* **The problem**:
Pull out every line of the rows below, from the very first one through the line containing "MULTIPOLYGON (((288 58, 286", with both ends included and each line reproduced without change.

* **Source material**:
begin

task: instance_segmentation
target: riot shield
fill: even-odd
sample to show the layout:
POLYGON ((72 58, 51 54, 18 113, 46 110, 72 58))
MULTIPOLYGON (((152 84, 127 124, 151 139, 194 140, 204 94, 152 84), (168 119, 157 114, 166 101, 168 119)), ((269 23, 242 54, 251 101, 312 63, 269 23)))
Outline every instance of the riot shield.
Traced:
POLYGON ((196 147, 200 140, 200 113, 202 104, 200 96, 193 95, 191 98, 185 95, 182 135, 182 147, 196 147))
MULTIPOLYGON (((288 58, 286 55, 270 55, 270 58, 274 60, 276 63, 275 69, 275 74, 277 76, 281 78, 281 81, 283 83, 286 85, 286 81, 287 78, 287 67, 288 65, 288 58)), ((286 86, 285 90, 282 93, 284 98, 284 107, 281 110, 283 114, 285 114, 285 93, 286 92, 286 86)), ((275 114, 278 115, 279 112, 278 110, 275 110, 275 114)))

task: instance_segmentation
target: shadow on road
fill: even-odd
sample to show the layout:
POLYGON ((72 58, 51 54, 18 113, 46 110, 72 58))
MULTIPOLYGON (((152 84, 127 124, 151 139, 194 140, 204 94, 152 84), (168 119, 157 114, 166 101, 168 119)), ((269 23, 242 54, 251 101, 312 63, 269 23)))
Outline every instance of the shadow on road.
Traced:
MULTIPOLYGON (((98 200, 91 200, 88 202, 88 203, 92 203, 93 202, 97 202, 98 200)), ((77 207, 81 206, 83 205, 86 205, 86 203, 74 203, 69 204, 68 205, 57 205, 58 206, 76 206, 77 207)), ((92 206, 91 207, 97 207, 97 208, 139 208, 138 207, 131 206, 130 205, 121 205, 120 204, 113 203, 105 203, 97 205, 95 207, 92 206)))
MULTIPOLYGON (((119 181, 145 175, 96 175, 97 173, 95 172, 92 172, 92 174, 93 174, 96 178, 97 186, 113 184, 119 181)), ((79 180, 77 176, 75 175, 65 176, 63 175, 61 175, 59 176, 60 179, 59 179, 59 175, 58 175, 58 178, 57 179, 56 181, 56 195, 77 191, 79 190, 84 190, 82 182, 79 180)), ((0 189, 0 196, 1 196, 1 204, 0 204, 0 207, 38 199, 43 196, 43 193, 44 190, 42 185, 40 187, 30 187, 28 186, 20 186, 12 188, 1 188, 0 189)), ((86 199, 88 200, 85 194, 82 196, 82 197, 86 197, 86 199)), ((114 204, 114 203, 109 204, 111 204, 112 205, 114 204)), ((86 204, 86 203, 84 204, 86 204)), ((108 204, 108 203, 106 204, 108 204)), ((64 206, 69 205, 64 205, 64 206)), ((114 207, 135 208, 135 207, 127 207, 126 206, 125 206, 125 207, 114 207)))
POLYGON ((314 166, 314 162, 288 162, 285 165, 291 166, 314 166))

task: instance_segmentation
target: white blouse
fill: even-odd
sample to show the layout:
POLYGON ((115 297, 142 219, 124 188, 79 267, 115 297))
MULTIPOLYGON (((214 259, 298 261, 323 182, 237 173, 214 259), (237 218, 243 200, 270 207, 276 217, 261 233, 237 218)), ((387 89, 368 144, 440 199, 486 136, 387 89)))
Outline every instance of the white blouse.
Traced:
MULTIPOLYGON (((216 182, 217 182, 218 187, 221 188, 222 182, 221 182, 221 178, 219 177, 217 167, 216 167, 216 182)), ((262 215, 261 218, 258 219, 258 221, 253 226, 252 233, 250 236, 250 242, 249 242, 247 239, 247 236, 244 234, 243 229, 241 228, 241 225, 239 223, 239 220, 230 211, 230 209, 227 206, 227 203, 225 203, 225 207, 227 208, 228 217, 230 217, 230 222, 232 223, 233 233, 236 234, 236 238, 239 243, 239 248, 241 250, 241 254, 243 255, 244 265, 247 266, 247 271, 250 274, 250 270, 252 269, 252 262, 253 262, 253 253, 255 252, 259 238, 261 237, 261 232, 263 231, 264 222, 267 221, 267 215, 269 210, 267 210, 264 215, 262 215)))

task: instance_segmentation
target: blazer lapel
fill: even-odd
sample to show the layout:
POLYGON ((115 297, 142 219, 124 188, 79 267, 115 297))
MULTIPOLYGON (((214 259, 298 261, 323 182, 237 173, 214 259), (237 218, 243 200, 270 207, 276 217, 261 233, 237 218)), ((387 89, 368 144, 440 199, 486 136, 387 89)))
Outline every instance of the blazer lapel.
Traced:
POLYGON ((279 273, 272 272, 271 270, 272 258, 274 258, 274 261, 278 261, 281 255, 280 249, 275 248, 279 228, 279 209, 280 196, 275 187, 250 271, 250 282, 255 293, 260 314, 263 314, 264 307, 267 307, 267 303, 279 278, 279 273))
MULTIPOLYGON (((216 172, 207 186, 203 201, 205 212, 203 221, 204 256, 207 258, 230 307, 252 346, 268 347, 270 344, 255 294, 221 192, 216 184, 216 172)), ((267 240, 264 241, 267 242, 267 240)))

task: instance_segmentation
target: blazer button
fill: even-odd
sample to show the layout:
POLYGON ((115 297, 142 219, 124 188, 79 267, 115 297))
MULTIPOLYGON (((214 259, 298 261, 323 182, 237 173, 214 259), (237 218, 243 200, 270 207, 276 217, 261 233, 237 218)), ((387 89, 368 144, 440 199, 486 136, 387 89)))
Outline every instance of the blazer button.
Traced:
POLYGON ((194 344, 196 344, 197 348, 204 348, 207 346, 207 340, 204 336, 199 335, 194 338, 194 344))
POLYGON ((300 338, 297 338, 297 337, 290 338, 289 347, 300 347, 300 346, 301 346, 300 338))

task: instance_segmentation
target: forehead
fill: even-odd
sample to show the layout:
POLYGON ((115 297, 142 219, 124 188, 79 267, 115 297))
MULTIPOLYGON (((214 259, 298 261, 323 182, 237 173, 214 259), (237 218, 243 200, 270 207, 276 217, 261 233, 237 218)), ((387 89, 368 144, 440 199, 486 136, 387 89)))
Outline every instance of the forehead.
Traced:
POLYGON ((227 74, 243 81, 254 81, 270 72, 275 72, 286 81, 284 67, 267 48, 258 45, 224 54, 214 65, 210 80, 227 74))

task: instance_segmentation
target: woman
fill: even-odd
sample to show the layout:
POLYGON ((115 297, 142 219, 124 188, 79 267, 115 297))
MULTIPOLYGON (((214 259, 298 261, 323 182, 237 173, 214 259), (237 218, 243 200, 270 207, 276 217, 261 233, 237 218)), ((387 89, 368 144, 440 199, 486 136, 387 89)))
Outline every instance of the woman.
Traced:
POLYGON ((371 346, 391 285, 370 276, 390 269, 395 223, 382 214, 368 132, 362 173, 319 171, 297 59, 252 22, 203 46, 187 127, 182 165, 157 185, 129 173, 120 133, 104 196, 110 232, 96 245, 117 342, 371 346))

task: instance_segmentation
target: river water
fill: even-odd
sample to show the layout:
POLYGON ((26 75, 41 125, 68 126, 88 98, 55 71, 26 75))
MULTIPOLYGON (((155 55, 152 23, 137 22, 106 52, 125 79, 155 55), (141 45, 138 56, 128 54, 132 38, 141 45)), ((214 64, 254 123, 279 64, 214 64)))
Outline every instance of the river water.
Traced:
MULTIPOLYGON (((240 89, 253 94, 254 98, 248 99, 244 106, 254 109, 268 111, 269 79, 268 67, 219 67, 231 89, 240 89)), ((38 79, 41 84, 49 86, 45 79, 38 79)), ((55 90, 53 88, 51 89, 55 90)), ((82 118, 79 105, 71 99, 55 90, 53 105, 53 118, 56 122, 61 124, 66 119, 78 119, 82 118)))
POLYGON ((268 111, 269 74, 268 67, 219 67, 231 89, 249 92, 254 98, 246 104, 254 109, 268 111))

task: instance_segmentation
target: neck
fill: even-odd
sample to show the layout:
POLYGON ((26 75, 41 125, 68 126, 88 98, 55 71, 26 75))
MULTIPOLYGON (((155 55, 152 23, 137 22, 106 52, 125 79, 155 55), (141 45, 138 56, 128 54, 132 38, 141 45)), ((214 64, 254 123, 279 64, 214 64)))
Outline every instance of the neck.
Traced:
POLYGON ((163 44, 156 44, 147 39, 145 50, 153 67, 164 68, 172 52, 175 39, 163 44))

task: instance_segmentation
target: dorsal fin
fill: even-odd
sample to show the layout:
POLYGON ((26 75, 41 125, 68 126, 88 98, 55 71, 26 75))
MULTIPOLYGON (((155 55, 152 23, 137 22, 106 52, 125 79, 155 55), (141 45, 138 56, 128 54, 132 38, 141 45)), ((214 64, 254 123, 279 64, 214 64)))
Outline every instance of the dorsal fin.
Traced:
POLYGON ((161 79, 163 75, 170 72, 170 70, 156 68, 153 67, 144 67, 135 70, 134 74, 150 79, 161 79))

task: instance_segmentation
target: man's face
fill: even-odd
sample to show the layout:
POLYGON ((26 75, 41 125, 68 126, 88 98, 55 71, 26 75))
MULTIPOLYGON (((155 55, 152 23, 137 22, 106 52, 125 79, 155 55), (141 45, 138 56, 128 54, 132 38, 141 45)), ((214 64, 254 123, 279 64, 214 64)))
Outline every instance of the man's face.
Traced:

end

* **Solution to this task**:
task: instance_segmentation
target: riot shield
fill: even-odd
sample to show the layout:
POLYGON ((72 58, 51 54, 18 113, 46 110, 72 58))
MULTIPOLYGON (((152 84, 127 124, 151 139, 194 140, 204 94, 152 84), (168 119, 157 114, 166 101, 168 119)), ((269 23, 242 54, 251 101, 312 63, 269 23)))
Outline every instance of the riot shield.
Traced:
POLYGON ((196 147, 200 140, 200 113, 202 104, 200 96, 193 95, 191 98, 185 95, 182 135, 182 147, 196 147))
MULTIPOLYGON (((288 58, 286 55, 270 55, 270 58, 274 60, 276 63, 275 69, 275 74, 277 76, 281 78, 281 81, 283 83, 286 85, 286 81, 287 78, 287 67, 288 65, 288 58)), ((286 86, 285 90, 282 93, 284 98, 284 107, 281 110, 283 114, 285 114, 285 93, 286 92, 286 86)), ((275 114, 278 115, 279 112, 278 110, 275 110, 275 114)))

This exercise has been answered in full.